Retype all of the records below word for word, but leave the pictures out.

**Records for the task:**
──────────

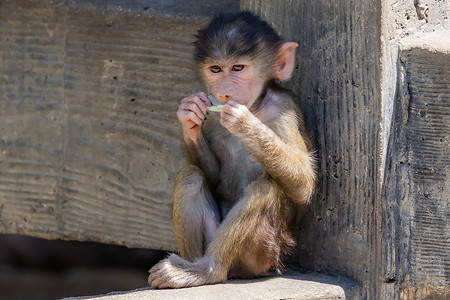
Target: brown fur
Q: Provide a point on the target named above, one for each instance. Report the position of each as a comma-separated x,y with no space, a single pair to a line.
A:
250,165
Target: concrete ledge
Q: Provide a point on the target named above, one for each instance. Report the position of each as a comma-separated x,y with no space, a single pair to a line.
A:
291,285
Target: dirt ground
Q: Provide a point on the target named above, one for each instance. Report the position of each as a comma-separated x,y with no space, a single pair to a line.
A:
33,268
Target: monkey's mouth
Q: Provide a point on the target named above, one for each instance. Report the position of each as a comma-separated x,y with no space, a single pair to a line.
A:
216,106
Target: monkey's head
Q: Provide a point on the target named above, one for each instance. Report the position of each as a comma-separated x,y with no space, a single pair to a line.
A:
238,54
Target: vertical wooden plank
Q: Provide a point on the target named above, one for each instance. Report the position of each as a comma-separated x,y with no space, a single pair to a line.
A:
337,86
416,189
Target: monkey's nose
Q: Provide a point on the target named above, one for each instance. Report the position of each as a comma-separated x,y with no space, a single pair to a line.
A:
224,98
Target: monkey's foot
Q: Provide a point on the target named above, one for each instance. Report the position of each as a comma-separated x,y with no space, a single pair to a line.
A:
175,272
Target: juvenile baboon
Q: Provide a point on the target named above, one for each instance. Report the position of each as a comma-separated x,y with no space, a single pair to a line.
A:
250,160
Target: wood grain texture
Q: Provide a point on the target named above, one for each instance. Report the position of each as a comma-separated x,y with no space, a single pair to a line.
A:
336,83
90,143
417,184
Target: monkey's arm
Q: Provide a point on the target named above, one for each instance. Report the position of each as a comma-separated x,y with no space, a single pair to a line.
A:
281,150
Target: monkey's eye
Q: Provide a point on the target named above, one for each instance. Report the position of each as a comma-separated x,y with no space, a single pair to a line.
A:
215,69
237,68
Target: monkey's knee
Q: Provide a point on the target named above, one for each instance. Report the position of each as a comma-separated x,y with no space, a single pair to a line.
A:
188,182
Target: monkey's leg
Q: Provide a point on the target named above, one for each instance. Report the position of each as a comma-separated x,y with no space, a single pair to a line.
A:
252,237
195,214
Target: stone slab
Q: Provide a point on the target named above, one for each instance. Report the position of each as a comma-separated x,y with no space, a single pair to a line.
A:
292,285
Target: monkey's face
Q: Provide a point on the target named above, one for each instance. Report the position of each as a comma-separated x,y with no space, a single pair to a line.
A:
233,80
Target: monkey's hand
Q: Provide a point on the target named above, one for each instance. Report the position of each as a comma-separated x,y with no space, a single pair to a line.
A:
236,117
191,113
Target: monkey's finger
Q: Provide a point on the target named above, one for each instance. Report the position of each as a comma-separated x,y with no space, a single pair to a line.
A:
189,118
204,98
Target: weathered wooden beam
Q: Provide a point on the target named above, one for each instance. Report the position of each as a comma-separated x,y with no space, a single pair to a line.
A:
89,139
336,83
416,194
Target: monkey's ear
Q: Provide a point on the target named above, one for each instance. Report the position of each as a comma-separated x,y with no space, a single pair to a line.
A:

──────────

**Exercise result:**
Target: brown fur
Q: Provide a point on the target named above, one for each instance. Report the position of each as a comma-separated x,y with no space, a single pair to a line.
A:
250,165
Target: concrete ledge
Q: Provide a point on the target named above, one for each instance. Report the position of each as a comma-separated x,y with no space, a single pair to a line.
A:
291,285
Target: dirt ground
Q: Provide a point on the target named above, one for each instance. Report the position of each as a comma-separated x,y with no space, a single pair to a line.
A:
33,268
Target: monkey's mouth
Q: Provide a point on the target named above, one for each instance. Report the position of each as a comma-separated x,y with no space, a single pair to a line.
A:
216,106
Target: monkey's head
Q: Provide a point on the target named above, one for each instance. Report the position of each as a comma-separated x,y with no space, a single pair to a line.
A:
238,54
Target: vertical wooden plank
Q: Provide a point on the target named above, one for each instance. Report the position of each as a comma-separated x,y with no space, a single pair to a line.
A:
337,86
416,189
Target: monkey's nose
Q: Provide a point on the target named above, one for each instance. Report the position of each as a comma-separated x,y with no space, a single pair to a line.
A:
224,98
Target: monkey's foot
Q: Provide a point on the target named above, one for each instance. Report the position of each as a comma-separated x,y with no space, a single pair to a line.
A:
175,272
Target: juvenile baboon
Q: Provide a point on the target named above, one for each instance. Report the position of each as a comma-separated x,y with no space, a single pair to a line.
A:
250,160
Target: wood grain texture
Q: Provide a point on the target named above, one for each instance. Report the position of each as a comma-separated x,y with no space, a single pair to a line.
A:
336,83
90,143
417,184
Target: monkey's arm
Q: Provide a point on the target named above, one for each instance. Report the position of each as a comma-separated x,y with no space, a single pair to a line.
A:
281,150
Target: monkey's eye
Q: Provide a point on the target named above, one for each instance. Report the position of each as a comma-separated x,y with no space, a single pair to a line.
A:
215,69
237,68
Target: monkey's knee
Q: Provide a point on the target named above, one for each instance. Report the position of each as a comma-separated x,y with no space, a single pair to a line.
A:
188,182
Target: monkey's leg
Q: Provide a point on the target named above, one for each instance. Report the position of each as a comma-separated x,y with no space, a single pair to a line.
A:
252,237
195,214
Target: stone slab
Q: Provide a point on the target named above, one for each instance. Report the position of each as a comma-separated x,y with no space, a single pair to a line.
A:
292,285
Target: monkey's face
Q: Provide a point on the target named above, one for each instance. Report the position of each as a comma-separated x,y with no space, a single pair to a line.
A:
233,80
Target: monkey's hand
Q: Provide a point on the target named above, one for each instance. Report the position of each as a comma-separated x,y with no space, a single pair to a line.
A:
236,117
191,113
Target: monkey's finger
Q: Provide a point on the target named above, one for each instance. Report the position of each as a comma-separated x,y with no space, a single pair to a line.
A:
189,118
204,98
Target: weathered wooden beam
Q: Provide a point on the target named above, one for each instance. Report the position of each as a comma-separated x,y with no space, a single pair to a line.
A:
89,139
336,83
416,194
Target: monkey's ear
Q: Provide a point on the target named above, one for each instance. Report the position of each as a comma-separated x,y with no space, a single pair to a line.
A:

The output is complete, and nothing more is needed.